This season got off to a great start, with Joan returning from "crazy camp" believing she'd been cured of her visions. But that pesky ol' God kept popping back up. And it ended on a believably down note: Joan again accepts God is real, but after he basically abandoned her in last season's finale, she rejects him. Take a hike, Yahweh! I'm sure she'll be back to doing his dirty work next week, but it was a pretty bold move for a show that's proven to be so much smarter and open than its Touched by an Angel-like premise ever suggested.
Listen Up: This show, on the other hand, is a piece of shit.
There have been times I've written things here and worried (no matter how astronomically unlikely) that someone involved with the show might stumble across my blog while Googling their own name and take offense, or be hurt. Well, if that should happen with this show: seriously, you all know it's a piece of shit. Don't even try to pretend otherwise. Every single one of you can and should do better (except maybe the girl playing Jason Alexander's daughter, who is instantly one of the most shrill, unpleasant, unlikeable characters and/or performers I have ever had the displeasure of witnessing). This vastly stupid and supremely unfunny show should be taken behind the barn and shot like Old Yeller at the earliest possible opportunity. I don't like it, is what I'm getting at.

## LISTING
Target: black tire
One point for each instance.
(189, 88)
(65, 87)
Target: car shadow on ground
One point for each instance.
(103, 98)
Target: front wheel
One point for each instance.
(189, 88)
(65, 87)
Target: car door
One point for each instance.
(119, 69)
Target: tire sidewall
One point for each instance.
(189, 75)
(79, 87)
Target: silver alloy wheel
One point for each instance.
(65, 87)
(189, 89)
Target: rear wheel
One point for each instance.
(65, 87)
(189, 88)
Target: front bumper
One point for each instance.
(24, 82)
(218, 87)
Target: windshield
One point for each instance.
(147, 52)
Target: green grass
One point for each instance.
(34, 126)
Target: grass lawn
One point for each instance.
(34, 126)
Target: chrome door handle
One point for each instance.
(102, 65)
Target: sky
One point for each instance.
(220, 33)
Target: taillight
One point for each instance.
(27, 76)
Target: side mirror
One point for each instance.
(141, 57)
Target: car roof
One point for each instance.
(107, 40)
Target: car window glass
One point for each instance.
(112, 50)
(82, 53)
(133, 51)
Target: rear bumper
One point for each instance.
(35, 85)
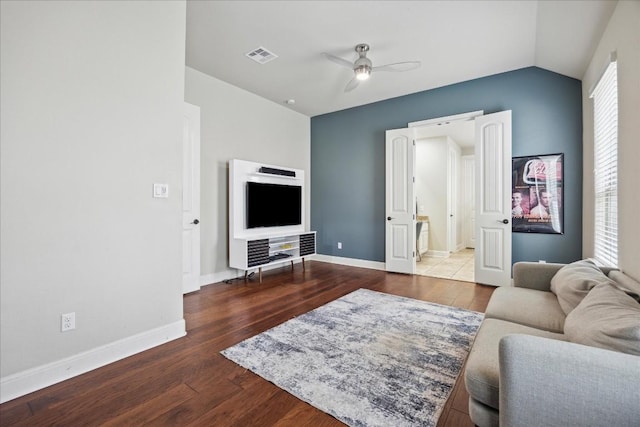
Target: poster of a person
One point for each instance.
(537, 194)
(541, 210)
(518, 204)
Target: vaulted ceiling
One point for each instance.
(454, 40)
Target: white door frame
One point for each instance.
(504, 275)
(469, 203)
(191, 199)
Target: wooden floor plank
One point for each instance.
(187, 382)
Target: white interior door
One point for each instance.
(191, 199)
(493, 198)
(400, 202)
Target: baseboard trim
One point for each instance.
(25, 382)
(438, 254)
(352, 262)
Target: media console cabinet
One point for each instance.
(247, 253)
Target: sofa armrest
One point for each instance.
(534, 275)
(547, 382)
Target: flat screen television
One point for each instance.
(273, 205)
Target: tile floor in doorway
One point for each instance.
(457, 266)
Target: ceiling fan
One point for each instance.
(363, 67)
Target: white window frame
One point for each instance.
(605, 164)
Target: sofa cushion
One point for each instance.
(626, 283)
(482, 372)
(608, 318)
(529, 307)
(574, 281)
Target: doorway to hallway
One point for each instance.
(457, 266)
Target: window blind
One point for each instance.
(605, 103)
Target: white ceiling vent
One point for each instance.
(261, 55)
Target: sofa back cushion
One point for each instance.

## SHORT EXERCISE 1
Identify every line of the records that contains the string "tire", matching case exactly.
## SHORT EXERCISE 2
Write what comes next in the television review, picking up after its final sentence.
The records are unrelated to the text.

## WRITTEN REPLY 1
Target: black tire
Target: tire sidewall

## WRITTEN REPLY 2
Still Standing: And this show may actually be worse, yet somehow it's entering its third season. Where's my messiah now?? Last week's season premiere was the first episode I've ever watched, and it most certainly will be the last. The grand twist they appear to have applied to this show is that not only is the father a drunken, clueless, boorish, irresponsible lout -- so is the mother! How refreshing. By which I mean: you suck. This show was so repellent, I wished I was Elvis so I could shoot the TV. It began with both parents arriving home drunk from a tour of one of the colleges their son may be applying to, and it went downhill from there. The creepiest sequence involved the father, trying to cheer up his teenage daughter, repeatedly telling her that she was developing a very nice figure. Where's Child Protective Services when you need them?